• Your task: Locate every line in the items below that contains the string "towel" and copy each such line. Case counts.

• Available records:
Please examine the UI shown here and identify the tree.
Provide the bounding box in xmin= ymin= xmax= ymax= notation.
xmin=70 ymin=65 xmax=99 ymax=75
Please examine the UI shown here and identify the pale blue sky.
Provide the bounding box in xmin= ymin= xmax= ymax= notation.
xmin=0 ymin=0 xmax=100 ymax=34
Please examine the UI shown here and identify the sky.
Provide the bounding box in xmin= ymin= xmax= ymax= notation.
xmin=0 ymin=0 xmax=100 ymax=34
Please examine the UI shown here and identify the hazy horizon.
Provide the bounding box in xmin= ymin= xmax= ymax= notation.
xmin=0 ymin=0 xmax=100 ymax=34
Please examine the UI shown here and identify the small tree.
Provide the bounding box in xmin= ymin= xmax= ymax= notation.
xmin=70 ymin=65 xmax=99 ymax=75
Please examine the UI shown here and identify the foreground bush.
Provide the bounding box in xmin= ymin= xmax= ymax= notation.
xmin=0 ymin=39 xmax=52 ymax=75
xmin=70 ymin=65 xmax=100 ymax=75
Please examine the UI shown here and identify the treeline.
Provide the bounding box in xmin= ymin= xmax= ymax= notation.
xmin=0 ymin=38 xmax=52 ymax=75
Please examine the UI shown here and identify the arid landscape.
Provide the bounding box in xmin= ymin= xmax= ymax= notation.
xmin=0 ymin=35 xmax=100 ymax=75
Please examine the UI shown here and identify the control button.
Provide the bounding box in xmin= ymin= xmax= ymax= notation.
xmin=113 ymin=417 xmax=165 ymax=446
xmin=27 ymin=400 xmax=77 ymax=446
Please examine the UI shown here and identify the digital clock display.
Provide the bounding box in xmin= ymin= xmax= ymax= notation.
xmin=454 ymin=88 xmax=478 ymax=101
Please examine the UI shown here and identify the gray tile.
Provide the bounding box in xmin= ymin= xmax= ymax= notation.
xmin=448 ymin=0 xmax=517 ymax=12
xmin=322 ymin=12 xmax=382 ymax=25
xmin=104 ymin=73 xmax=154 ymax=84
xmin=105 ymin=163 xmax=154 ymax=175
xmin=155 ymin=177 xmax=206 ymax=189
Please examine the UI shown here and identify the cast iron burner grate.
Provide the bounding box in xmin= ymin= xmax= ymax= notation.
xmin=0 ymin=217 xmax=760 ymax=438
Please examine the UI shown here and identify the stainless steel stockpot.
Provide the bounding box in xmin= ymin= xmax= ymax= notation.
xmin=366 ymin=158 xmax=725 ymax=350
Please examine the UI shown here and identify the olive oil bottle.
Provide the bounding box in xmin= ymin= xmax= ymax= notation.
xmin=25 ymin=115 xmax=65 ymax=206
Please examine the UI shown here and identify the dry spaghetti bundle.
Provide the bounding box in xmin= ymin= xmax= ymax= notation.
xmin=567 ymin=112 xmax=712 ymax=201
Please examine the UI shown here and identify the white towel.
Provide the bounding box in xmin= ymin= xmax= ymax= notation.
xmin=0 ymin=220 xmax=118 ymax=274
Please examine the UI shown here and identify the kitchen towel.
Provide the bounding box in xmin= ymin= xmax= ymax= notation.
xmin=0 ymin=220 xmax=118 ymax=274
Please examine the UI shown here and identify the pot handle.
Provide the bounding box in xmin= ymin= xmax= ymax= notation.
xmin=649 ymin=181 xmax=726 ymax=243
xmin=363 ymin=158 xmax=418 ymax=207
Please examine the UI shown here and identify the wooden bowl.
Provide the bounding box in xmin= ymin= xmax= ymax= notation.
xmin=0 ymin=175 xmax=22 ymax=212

• Solution to the problem:
Please examine the UI shown here and identify the white towel.
Please examine the UI shown here and identify the kitchen towel.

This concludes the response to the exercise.